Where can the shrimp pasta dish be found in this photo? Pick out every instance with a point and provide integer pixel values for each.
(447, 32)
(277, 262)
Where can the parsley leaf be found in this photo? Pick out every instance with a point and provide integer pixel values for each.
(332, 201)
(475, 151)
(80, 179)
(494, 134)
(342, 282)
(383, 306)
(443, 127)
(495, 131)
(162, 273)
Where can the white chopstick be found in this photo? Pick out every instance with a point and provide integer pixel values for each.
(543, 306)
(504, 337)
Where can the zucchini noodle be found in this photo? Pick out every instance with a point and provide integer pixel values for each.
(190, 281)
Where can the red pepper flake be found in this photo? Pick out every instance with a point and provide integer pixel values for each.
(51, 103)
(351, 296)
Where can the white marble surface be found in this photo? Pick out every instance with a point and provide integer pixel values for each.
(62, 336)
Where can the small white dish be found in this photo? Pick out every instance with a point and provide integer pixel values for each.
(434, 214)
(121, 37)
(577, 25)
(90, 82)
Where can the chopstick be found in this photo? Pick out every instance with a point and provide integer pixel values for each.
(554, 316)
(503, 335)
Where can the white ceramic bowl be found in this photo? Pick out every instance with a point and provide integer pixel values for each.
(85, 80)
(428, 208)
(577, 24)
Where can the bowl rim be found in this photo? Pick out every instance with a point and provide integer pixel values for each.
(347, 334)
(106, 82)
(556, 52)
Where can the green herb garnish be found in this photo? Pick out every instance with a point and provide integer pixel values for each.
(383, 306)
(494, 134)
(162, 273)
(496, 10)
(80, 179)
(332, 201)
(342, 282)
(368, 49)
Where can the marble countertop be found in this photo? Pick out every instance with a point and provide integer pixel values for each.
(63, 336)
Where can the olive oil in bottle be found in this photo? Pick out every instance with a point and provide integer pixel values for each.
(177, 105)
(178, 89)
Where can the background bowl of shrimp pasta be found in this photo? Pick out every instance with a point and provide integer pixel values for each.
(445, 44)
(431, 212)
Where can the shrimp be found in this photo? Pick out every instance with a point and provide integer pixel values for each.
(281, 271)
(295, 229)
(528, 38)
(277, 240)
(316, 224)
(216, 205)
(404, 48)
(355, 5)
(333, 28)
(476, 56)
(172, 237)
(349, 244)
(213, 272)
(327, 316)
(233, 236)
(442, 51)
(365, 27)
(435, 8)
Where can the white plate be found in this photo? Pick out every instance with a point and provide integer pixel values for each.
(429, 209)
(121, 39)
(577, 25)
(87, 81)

————————

* _What is required_:
Print out every entry, keeping each one exact.

* _Your response_:
Where can the shrimp pasta dish be found in this photo? Pick out every instance with a point and provide integer pixel values for each.
(447, 32)
(277, 262)
Where can the parsley leaf be found in this photo? Pick out every instance with a point and provide integer pixel values for each.
(332, 201)
(475, 151)
(80, 179)
(494, 134)
(342, 282)
(383, 306)
(443, 127)
(495, 131)
(162, 273)
Where can the white chopstick be found in this photo? Pick out every instance with a point and provide integer pixel values for each.
(543, 306)
(504, 337)
Where can the zucchini noodle be found in this photo? Pick out every instance with a point and provide integer pixel values for each.
(190, 281)
Where can the red pepper flake be found in this photo? Pick out every instance with a point and provide integer pixel values for each.
(51, 103)
(351, 296)
Where can the white marble surface be found in this photo? Pick out every instance with a point and provide integer pixel values for each.
(62, 336)
Where can the small white dish be found in this photo? Pick out every instance with a point and provide integer pixel values for each.
(434, 214)
(121, 37)
(577, 25)
(90, 82)
Where can the chopstick be found in this photo? Pick out every instance with a point and provide integer pixel values for each.
(554, 316)
(503, 335)
Where can the white ceramic bowl be found in this photo? Pick out every instance with a point and provide integer pixel values for each.
(85, 80)
(428, 208)
(577, 24)
Where can the bowl rim be found in this photo? Pick out every instance with a point and provide integer pixel values for each.
(347, 334)
(106, 82)
(556, 52)
Where can the green herb garnish be found in this photo? Pick out every instance with a point and provide integer pixel values for each.
(383, 306)
(494, 134)
(162, 273)
(496, 10)
(80, 179)
(332, 201)
(342, 282)
(368, 49)
Where can the marble countertop be found in this photo? Pick out every instance with a point and provide integer pixel values for each.
(63, 336)
Where can the olive oil in bottle be found in this photo? Pick out every instance with a point and provide integer pixel values for each.
(177, 105)
(178, 89)
Where can the background bowl of shrimp pasta be found in this photo? Pick out every instance with a point and provide integer pixel values for each.
(445, 44)
(431, 212)
Where can the shrimp be found in this photo? Pick out every instance with a point and provide integer pixel values for each.
(281, 271)
(295, 229)
(528, 38)
(277, 240)
(316, 224)
(216, 205)
(404, 48)
(355, 5)
(333, 28)
(476, 56)
(172, 237)
(349, 244)
(213, 272)
(327, 316)
(233, 236)
(442, 51)
(365, 27)
(435, 8)
Where can the white plate be found in this photo? Pick out every instance with a point and provide integer pixel values for each.
(429, 209)
(121, 39)
(577, 25)
(87, 81)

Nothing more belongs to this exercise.